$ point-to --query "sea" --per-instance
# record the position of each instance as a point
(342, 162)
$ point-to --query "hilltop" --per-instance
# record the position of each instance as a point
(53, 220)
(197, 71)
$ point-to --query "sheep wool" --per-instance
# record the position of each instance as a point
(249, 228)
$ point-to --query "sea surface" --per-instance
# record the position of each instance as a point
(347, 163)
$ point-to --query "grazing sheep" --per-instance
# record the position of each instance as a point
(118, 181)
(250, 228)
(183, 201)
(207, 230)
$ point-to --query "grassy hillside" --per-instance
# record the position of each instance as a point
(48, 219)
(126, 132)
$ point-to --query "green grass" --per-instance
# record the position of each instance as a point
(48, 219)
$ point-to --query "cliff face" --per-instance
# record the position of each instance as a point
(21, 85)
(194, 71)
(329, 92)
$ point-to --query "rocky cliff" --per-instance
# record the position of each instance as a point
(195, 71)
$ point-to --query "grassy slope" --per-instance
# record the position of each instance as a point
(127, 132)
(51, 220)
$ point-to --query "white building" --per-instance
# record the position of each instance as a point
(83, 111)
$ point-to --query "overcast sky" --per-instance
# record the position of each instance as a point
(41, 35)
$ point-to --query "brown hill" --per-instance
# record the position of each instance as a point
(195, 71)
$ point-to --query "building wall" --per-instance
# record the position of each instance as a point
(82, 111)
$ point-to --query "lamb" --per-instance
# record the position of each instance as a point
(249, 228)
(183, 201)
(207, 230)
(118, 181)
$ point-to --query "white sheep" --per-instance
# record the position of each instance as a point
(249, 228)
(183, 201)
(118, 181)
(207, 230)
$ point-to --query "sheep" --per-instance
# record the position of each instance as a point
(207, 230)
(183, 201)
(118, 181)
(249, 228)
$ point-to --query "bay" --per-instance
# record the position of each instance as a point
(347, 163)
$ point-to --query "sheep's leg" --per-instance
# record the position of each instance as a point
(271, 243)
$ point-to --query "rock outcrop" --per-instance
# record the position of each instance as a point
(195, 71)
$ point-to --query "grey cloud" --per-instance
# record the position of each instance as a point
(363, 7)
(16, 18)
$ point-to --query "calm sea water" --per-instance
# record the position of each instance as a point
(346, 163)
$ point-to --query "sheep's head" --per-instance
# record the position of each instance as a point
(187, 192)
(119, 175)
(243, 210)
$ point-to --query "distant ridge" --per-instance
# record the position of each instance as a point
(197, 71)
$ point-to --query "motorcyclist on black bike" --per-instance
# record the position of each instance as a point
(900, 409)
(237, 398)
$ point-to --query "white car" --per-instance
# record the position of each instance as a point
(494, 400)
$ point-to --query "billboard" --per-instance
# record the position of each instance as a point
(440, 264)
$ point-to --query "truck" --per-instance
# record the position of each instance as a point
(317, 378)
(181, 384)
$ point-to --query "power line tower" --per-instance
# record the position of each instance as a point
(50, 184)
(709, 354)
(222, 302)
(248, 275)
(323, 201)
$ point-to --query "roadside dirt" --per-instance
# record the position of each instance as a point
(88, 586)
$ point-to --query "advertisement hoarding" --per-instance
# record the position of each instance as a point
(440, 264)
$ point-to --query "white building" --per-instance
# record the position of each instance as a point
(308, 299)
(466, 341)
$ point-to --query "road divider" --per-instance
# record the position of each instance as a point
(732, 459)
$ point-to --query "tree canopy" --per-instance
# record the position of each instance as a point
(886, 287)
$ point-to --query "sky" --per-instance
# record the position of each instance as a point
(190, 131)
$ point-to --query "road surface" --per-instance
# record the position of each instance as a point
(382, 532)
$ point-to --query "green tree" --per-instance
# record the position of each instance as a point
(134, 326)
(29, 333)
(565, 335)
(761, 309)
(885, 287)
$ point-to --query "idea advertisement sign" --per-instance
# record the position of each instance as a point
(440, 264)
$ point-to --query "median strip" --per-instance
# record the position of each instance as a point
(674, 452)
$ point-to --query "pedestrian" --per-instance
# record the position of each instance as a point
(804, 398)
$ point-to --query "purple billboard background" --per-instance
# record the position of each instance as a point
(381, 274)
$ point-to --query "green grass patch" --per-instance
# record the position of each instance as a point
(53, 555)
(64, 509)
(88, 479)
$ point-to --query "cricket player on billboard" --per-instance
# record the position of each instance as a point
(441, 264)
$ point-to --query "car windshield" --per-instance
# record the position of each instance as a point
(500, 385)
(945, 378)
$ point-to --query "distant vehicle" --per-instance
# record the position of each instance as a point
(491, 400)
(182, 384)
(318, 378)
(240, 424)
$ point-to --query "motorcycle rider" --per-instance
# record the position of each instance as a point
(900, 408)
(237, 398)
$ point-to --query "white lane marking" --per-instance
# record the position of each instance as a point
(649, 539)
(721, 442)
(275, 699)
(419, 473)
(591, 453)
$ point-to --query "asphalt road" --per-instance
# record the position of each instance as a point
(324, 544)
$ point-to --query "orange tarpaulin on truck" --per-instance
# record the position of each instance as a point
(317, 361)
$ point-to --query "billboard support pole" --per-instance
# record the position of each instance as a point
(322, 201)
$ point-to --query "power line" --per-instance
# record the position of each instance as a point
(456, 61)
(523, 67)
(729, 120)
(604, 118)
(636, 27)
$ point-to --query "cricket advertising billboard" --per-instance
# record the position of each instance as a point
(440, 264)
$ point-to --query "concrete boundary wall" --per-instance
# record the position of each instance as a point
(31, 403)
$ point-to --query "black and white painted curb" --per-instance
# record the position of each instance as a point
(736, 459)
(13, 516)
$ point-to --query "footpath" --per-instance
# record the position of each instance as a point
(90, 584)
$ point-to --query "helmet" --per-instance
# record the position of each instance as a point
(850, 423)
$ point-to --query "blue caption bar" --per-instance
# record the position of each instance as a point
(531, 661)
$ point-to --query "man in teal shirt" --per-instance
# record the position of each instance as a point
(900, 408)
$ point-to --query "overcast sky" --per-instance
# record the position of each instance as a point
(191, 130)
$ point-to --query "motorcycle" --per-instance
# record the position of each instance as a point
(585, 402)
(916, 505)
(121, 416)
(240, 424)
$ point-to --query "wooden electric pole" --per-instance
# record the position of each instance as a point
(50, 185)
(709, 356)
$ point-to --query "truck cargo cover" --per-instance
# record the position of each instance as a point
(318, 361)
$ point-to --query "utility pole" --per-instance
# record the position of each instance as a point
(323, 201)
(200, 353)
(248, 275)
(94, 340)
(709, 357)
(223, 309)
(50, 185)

══════════════════════════════

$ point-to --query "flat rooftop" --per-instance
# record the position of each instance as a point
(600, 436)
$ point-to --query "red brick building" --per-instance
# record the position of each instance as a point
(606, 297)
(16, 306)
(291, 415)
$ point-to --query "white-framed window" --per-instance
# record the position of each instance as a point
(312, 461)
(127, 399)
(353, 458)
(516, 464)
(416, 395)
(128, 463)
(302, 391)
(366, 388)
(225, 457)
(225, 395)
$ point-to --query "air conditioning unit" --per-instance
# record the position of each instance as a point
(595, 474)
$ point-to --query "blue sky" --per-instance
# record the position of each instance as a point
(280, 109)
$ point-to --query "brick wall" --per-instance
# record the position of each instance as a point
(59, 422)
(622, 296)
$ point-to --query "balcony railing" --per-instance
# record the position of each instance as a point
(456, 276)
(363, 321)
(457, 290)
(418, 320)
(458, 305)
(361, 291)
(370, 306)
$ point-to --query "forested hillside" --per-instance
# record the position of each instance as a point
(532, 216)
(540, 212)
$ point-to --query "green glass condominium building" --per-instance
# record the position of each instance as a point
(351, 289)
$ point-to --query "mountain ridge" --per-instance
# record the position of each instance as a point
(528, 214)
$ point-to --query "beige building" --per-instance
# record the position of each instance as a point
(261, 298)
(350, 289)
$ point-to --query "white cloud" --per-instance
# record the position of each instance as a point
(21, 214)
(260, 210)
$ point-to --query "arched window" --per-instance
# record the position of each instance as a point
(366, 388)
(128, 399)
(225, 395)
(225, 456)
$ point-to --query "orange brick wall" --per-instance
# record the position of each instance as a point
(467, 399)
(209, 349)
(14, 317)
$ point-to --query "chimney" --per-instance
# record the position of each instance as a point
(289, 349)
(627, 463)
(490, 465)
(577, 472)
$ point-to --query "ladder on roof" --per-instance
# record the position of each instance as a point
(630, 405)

══════════════════════════════

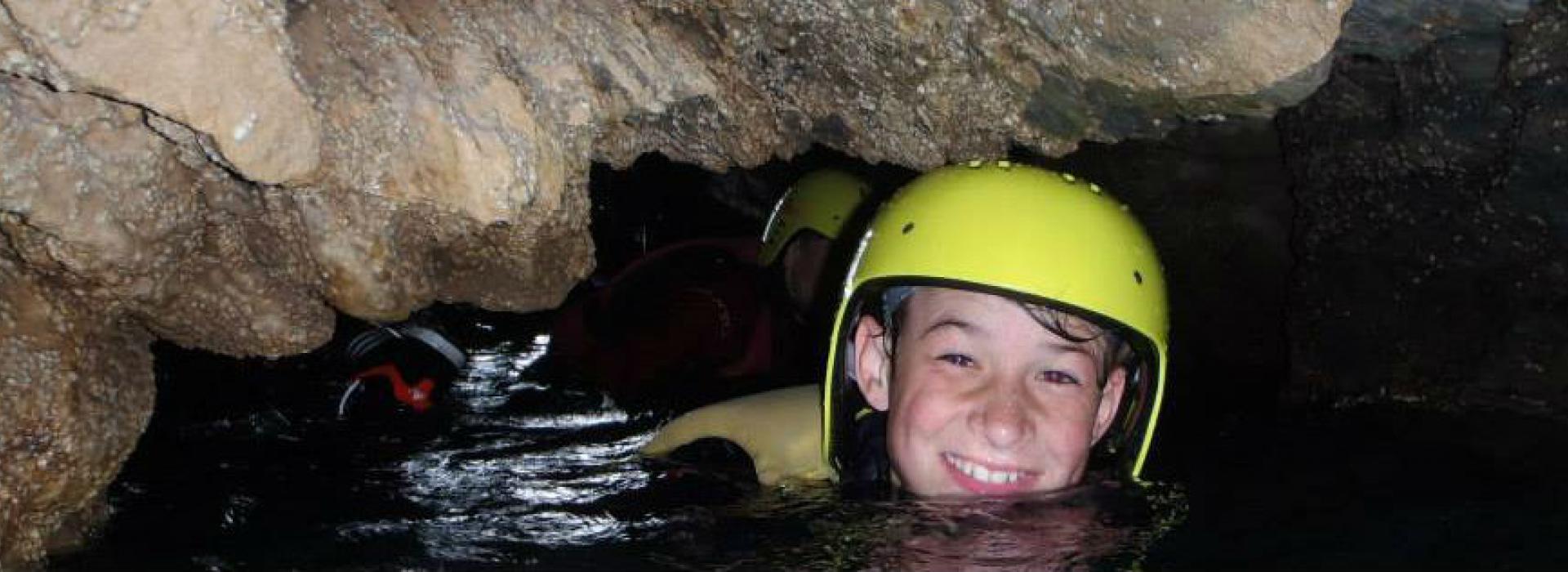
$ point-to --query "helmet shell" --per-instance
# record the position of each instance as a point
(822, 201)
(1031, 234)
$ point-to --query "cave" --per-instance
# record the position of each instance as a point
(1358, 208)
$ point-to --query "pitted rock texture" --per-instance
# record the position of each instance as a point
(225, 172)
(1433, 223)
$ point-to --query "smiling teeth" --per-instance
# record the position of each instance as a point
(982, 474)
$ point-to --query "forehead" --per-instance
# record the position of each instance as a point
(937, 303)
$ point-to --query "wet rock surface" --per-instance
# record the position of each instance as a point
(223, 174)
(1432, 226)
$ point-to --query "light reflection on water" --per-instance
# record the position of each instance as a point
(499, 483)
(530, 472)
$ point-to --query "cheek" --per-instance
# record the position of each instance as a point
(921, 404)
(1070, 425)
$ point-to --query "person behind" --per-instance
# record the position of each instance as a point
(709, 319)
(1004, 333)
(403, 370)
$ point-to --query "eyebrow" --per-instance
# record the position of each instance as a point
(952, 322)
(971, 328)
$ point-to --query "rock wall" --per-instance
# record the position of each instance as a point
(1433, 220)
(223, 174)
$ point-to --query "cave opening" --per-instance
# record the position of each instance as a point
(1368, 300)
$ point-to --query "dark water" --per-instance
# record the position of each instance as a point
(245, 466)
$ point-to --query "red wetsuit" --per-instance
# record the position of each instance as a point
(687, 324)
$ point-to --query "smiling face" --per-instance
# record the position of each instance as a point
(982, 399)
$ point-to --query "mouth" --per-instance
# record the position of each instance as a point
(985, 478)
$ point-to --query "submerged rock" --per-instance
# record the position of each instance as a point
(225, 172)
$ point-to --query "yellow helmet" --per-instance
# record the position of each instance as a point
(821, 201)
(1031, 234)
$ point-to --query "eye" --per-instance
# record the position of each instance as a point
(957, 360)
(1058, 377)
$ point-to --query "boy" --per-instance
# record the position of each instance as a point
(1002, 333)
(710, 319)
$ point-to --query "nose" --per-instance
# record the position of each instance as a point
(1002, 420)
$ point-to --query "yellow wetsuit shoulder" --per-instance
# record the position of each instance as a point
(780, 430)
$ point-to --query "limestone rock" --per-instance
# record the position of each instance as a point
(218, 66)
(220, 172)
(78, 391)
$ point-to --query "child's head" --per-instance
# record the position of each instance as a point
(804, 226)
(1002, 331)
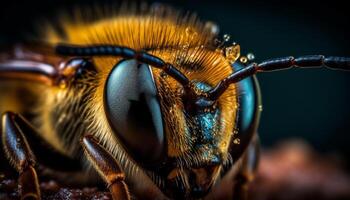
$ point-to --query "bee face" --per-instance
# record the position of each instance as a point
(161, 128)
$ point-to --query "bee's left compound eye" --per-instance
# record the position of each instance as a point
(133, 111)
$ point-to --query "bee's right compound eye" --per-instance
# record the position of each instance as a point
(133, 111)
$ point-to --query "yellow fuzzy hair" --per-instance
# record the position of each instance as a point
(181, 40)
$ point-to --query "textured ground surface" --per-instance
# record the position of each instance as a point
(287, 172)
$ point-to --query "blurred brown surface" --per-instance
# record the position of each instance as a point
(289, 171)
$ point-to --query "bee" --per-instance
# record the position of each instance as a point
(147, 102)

══════════════════════════════

**Requirements**
Extract each line in the records above that contains the string "sheep".

**Output below**
$ point-to --query "sheep wool" --per-instance
$ point-to --query "grazing sheep" --per-instance
$ point-to --query "white sheep" --per-instance
$ point-to --query "sheep" --per-instance
$ point-to --query "sheep's leg" --per-instance
$ point-to --query "sheep's head" --per-instance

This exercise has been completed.